• [Problem description] Return each line below exactly as it reads, and omit any image in it.

Photo-based referring expression data
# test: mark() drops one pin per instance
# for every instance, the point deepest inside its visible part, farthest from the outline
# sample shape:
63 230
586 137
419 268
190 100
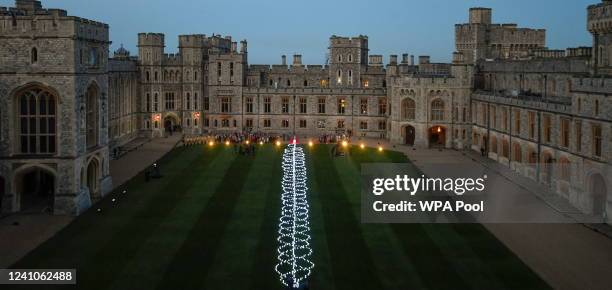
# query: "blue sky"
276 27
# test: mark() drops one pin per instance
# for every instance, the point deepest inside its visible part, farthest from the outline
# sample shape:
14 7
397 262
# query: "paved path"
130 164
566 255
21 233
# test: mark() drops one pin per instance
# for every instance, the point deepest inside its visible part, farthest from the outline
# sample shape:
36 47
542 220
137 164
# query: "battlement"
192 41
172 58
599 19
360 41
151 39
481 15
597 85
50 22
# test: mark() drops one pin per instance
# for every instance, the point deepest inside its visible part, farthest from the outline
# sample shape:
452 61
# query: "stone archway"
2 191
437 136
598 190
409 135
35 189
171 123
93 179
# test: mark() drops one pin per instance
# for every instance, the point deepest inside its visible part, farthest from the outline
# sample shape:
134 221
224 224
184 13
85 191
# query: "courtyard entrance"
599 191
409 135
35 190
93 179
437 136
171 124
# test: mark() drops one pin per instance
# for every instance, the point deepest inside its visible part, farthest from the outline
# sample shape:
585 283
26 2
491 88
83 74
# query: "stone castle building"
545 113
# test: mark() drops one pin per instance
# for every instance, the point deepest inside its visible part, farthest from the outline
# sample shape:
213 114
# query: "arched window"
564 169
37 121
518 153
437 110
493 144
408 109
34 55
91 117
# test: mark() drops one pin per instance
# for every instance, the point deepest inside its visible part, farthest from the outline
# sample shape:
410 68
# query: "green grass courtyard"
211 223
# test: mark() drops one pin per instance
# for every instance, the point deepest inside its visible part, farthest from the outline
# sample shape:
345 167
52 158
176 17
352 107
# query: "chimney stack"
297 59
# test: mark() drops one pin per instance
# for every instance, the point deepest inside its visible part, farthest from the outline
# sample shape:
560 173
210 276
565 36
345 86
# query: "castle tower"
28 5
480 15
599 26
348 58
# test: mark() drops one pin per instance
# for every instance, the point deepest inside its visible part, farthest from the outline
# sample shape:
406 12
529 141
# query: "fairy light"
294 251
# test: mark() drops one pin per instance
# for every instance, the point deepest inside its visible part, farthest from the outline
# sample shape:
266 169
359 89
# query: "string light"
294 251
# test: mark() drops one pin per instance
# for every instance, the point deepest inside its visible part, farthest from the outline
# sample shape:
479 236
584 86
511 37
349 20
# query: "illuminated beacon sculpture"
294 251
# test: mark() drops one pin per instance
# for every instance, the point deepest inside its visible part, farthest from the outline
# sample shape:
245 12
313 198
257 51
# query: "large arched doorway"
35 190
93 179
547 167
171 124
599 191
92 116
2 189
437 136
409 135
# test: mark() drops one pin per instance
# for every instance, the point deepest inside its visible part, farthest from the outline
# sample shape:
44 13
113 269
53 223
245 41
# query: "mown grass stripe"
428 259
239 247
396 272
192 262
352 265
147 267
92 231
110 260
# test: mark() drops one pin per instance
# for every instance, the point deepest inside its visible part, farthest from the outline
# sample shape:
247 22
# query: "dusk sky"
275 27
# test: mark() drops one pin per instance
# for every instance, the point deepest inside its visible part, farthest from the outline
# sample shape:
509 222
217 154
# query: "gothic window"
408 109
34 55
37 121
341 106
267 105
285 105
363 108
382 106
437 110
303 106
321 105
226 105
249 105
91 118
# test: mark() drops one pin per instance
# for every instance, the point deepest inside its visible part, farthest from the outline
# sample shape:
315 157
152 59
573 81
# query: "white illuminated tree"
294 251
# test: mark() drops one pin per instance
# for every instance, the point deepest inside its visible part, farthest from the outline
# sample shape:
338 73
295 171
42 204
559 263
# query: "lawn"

• [Output below]
# test: mark() drops one pin per instance
# for every instance, the point deepest inside its visible part, farthest from the outline
# sample shape:
63 230
586 137
419 268
190 100
# query: "blue sky"
276 27
# test: mark() drops one pin per instance
# for every instance, the point deepest inside its visible part, farthest from the outline
# sample shape:
14 7
397 262
# query: "paved path"
130 164
566 255
21 233
# test: mark() drops one pin per instance
# for every instance, the point deepest inside its visible part, farthest from the outline
# sample shape:
36 47
542 220
137 164
# query: "battlement"
192 41
172 58
599 19
360 41
151 39
481 15
597 85
50 22
# test: mark() drops one pin per instance
# for every instance, the point deepest inside its visible part, farthest from the outline
# sample shape:
452 61
# query: "stone archway"
2 191
437 136
598 190
409 135
35 189
171 123
93 179
# test: mark() drops one pin per instance
# for every instance, the point deepest inside its visible part, farthest from the outline
# sample shape:
134 221
224 224
184 13
85 191
# query: "courtyard entrance"
599 191
409 135
35 190
93 179
437 136
171 124
# test: mark() drops one pin per instance
# for every instance, the point deepest inside its visible part, farthest from the outline
# sample shape:
585 283
26 2
491 88
83 74
# query: "stone castle building"
545 113
# test: mark() drops one pin per instance
# for every instance, the point deepest inside its visible part, farthest from the outline
# sample shape:
213 114
# query: "arched window"
564 169
37 121
518 153
437 110
493 144
408 109
34 55
91 117
# test: mark() drops one pin per instance
# for every instance, the point deepest inside its visible part, farthest from the outline
# sample shape:
410 68
# query: "green grass courtyard"
211 223
# test: mark() drops one pin per instance
# for every instance, the point deepest inside its visible part, farthest from the outline
# sample shape:
345 167
52 158
176 17
352 107
# query: "chimney stack"
297 59
# test: mark() drops one pin per instance
# for every instance, the point deepest inside its visible part, farthest from the outline
# sample shape:
560 173
210 276
565 36
345 86
# query: "castle tower"
28 5
480 15
599 26
348 58
# test: mark() drops one pin per instance
# for every instance, the point deepest inside its visible part, farthest from the outline
# sample shape:
406 12
529 141
# query: "fairy light"
294 251
# test: mark() drops one pin per instance
# for every instance, the point deepest inside its visible part, farthest from the outline
# sample shape:
266 169
359 89
# query: "string light"
294 251
# test: mark() drops one pin per instance
# for every instance, the point deepest inside its visible part, farthest from the outline
# sample shape:
479 236
584 86
511 37
349 20
# query: "illuminated beacon sculpture"
294 251
# test: mark() drops one pin per instance
# for every instance, the point deepest inside its visible part, farthest from the outline
# sample shape:
245 12
313 198
257 51
# query: "large arched doorway"
35 190
93 179
547 167
171 124
599 191
92 116
2 189
437 136
409 135
# test: mark() drops one pin per instance
# for every instance, the point deepest inside its visible part, farthest from the outline
# sample shape:
44 13
113 269
53 223
245 41
# query: "mown grass stripe"
428 259
239 247
396 272
192 262
352 265
147 267
92 231
110 260
# test: mark() drops one pin per instance
# for every instance, the point deepest inside its visible part, farthest from the outline
# sample shape:
247 22
# query: "dusk sky"
275 27
# test: mark() drops one pin per instance
# for every instance, the point deepest inside its visible part, farthest from the outline
# sample shape:
509 222
217 154
# query: "gothic window"
408 109
34 55
37 121
341 106
267 105
285 105
363 108
382 106
437 110
303 106
321 105
226 105
249 105
91 118
# test: mark() drops one pin per instance
# for every instance, the point deepest inside its visible part, farthest from the outline
# sample shape:
315 157
152 59
573 81
# query: "white illuminated tree"
294 251
# test: mark() drops one pin per instance
# for every instance, the point deepest inside its visible part, farthest from the outline
# sample shape:
338 73
295 171
42 204
559 263
# query: "lawn"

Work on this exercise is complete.